PROBLEM STATEMENT: Only the lines from the one containing "of the marsh" through the last line below should be written out, exactly and with both ends kept.

Saved entries
★ ★ ★ ★ ★

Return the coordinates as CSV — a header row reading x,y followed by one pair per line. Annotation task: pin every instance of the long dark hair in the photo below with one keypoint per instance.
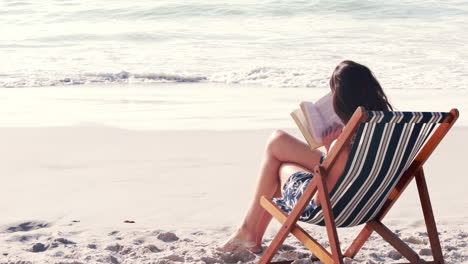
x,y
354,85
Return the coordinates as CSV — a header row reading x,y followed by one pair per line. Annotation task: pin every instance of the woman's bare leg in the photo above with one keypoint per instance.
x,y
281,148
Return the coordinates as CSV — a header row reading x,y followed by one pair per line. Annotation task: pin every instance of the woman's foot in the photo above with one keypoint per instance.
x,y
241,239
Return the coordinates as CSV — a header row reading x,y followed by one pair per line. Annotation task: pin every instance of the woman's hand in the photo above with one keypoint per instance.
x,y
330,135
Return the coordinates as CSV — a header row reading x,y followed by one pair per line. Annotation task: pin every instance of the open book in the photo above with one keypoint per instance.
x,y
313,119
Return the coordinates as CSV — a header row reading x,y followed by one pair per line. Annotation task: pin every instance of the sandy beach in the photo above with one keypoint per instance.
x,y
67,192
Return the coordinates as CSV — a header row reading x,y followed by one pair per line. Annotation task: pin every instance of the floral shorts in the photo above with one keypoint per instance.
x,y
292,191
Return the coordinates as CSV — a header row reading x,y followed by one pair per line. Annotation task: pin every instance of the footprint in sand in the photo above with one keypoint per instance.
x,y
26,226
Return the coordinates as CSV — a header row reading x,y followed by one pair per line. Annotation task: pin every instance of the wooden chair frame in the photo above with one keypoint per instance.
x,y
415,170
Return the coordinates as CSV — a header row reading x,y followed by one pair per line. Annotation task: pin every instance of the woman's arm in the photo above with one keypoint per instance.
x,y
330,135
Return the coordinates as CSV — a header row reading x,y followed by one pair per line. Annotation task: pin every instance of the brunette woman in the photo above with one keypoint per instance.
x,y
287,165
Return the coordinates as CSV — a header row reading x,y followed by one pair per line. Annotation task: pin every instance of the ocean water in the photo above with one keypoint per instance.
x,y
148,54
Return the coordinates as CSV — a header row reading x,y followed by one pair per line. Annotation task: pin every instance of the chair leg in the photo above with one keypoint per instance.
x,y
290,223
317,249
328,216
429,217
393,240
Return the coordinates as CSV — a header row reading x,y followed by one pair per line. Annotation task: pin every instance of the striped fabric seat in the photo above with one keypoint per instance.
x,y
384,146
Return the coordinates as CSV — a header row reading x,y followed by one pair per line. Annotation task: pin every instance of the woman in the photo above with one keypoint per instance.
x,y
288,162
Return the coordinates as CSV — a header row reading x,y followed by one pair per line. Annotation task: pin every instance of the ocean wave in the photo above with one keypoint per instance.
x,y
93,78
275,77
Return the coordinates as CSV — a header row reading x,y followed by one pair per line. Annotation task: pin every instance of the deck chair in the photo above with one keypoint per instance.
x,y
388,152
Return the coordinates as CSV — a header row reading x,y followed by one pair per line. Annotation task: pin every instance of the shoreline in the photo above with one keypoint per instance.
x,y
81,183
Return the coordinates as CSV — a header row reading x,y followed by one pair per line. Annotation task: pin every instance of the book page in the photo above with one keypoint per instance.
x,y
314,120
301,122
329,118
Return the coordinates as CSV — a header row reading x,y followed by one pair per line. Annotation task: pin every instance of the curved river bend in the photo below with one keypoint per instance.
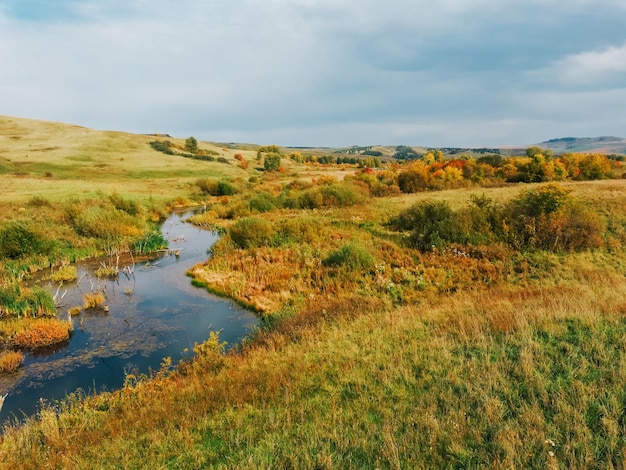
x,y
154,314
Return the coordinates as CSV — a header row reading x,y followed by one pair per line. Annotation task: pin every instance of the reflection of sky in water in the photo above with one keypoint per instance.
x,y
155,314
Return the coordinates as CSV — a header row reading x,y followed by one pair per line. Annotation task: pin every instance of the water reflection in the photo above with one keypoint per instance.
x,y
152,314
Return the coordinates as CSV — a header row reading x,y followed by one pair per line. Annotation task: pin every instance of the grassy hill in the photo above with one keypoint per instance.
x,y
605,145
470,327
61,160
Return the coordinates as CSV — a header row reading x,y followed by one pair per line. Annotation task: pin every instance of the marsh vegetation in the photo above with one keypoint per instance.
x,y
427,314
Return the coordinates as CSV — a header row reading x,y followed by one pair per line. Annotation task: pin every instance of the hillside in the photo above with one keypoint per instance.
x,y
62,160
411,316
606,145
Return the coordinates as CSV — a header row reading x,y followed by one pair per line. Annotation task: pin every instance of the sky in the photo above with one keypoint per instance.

★ ★ ★ ★ ★

TASK RESULT:
Return the coordinates as CSV — a header row reading x,y followed by one pair per line. Annotation task: pin every instance of the marsh vegetation in the photo above with one keypoint per instance.
x,y
427,314
Return the coordinates as CSV — a header row reading x,y followed by one pair per line. Annotation task: pin every instance of the hillside in the photo above with one keypoint per instance.
x,y
62,160
411,316
606,145
Return the coordinates as CSV — a header row reading x,y followed by one pair per line. Annotation task: pin every instance of the sky in the photo above with one keypoint per instance.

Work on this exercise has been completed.